* **What this task involves**: Gather every line in the rows below that contains the string "snowy", and copy each of those lines.

* **Record excerpts**:
● ● ● ●

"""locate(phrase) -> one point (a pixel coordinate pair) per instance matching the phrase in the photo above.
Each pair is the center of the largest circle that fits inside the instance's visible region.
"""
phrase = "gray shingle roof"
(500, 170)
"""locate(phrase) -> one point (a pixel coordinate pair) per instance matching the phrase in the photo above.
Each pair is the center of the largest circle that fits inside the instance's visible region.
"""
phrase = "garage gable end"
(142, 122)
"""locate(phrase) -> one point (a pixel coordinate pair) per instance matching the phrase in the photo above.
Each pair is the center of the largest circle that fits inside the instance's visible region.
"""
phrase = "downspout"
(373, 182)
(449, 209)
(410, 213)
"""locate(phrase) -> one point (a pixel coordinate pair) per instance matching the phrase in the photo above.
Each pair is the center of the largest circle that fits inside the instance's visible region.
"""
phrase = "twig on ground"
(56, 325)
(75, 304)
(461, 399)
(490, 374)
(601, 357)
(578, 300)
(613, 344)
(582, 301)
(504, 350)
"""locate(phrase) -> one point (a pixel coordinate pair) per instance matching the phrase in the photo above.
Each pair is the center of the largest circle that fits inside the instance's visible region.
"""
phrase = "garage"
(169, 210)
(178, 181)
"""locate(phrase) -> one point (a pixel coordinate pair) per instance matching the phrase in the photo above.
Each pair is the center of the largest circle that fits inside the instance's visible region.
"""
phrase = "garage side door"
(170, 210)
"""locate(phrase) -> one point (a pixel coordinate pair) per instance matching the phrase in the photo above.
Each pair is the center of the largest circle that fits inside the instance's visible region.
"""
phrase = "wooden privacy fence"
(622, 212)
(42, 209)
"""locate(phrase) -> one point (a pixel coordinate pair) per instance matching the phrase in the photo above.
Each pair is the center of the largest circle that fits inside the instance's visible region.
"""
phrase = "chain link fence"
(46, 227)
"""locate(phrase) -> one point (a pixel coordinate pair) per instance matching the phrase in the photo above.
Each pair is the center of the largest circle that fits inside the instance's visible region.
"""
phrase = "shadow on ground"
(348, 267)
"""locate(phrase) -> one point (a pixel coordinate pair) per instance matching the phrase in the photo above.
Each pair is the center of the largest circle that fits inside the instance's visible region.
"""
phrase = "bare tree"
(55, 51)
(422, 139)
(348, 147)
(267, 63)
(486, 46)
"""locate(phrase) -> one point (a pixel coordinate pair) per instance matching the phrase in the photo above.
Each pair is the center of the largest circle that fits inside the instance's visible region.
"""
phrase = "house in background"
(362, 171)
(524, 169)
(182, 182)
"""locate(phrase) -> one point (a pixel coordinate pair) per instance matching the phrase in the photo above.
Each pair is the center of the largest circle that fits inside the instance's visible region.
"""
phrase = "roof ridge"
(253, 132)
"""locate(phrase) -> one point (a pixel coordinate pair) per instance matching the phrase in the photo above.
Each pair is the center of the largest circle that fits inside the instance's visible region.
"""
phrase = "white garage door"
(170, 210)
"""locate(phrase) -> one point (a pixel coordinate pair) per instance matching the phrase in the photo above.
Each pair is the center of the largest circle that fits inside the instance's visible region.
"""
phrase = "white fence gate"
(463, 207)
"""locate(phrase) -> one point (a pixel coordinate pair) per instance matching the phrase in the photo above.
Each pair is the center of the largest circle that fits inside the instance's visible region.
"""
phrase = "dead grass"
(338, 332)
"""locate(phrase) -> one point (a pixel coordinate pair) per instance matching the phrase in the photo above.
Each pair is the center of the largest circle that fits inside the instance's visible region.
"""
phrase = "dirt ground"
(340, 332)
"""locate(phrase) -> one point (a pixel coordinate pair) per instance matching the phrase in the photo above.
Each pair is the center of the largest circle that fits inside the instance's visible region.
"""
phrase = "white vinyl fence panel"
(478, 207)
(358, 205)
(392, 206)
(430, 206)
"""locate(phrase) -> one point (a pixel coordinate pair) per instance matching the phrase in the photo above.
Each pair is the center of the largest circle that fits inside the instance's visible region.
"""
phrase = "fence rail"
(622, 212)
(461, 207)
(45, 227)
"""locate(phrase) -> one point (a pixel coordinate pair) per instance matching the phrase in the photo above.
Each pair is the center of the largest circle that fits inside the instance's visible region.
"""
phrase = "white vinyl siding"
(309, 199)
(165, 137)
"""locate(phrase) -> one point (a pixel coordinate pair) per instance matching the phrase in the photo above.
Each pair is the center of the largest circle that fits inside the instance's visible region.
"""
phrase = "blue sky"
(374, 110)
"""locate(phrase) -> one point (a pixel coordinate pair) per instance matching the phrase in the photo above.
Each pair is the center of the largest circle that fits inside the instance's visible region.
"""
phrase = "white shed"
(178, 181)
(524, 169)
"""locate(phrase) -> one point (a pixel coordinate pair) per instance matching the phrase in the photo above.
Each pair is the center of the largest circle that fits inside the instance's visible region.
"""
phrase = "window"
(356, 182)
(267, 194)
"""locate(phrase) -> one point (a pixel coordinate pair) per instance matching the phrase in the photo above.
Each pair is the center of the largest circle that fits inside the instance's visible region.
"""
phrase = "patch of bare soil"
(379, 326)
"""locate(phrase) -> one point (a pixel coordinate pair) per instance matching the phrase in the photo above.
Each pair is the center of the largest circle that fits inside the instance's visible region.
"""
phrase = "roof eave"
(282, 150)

● ● ● ●

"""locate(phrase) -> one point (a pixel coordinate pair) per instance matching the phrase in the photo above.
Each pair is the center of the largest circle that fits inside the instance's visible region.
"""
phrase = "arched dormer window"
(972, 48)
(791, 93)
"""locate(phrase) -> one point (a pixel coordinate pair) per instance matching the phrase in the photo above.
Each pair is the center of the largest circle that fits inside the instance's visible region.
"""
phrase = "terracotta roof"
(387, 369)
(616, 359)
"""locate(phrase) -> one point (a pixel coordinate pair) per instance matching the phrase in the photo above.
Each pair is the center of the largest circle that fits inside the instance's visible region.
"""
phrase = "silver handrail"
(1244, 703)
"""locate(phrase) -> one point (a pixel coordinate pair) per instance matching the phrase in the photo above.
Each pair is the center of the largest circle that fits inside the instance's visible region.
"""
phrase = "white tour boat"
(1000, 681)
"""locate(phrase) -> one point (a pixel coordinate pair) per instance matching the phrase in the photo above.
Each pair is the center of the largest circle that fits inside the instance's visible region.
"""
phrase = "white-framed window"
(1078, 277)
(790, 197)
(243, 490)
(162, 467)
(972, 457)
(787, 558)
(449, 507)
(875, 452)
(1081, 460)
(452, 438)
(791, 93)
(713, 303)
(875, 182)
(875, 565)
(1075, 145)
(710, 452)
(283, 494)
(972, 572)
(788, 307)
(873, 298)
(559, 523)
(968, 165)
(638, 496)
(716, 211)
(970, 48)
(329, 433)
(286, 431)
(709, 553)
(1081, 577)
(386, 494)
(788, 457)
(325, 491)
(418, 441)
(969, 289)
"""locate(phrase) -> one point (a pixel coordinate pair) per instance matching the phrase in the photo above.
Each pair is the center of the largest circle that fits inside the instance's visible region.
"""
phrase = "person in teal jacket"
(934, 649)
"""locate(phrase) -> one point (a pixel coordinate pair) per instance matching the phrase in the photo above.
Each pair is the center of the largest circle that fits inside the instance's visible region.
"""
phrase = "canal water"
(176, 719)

● ● ● ●

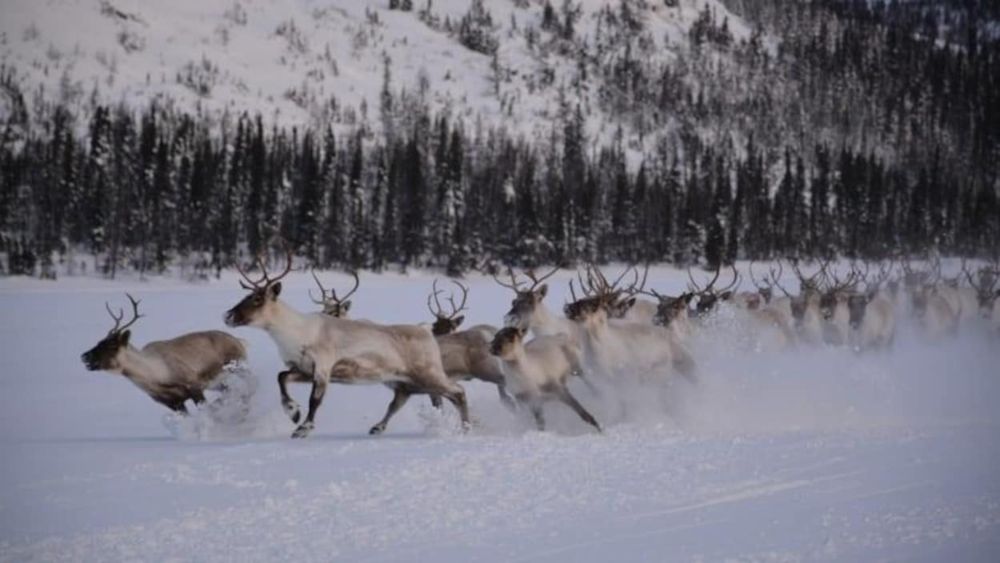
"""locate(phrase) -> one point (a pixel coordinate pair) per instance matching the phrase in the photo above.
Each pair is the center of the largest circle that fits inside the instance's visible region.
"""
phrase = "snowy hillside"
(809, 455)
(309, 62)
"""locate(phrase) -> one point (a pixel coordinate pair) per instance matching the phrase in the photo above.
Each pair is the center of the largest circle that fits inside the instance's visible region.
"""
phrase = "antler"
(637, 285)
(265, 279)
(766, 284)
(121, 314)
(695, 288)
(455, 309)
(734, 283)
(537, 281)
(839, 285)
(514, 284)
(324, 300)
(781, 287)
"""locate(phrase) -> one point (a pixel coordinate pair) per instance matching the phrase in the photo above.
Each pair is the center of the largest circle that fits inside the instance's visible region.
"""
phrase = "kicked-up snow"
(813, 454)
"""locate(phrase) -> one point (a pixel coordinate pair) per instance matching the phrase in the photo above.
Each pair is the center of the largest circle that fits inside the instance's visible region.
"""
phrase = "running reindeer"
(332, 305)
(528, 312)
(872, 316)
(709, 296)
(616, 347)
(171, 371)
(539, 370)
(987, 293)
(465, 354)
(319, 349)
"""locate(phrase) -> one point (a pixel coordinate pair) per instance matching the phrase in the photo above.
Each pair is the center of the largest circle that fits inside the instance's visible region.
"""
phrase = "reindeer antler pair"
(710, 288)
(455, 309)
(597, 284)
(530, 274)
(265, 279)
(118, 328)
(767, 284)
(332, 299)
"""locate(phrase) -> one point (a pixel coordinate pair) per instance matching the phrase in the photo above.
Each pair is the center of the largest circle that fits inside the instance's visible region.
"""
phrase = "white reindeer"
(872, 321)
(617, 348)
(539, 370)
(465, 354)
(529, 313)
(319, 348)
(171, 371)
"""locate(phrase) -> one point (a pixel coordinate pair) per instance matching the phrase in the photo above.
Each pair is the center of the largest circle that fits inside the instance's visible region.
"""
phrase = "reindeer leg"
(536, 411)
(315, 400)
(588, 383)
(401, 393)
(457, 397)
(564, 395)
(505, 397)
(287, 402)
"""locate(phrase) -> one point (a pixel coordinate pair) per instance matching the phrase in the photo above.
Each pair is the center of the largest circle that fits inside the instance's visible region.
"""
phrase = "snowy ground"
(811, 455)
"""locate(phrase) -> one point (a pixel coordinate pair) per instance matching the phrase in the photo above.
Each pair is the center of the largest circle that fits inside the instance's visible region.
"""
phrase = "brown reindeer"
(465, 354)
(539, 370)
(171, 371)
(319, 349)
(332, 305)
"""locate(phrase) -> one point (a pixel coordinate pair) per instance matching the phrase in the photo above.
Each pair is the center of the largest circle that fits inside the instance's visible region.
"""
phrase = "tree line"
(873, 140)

● ● ● ●

* **Output below**:
phrase = "snowy hillside"
phrase = "snowy ground"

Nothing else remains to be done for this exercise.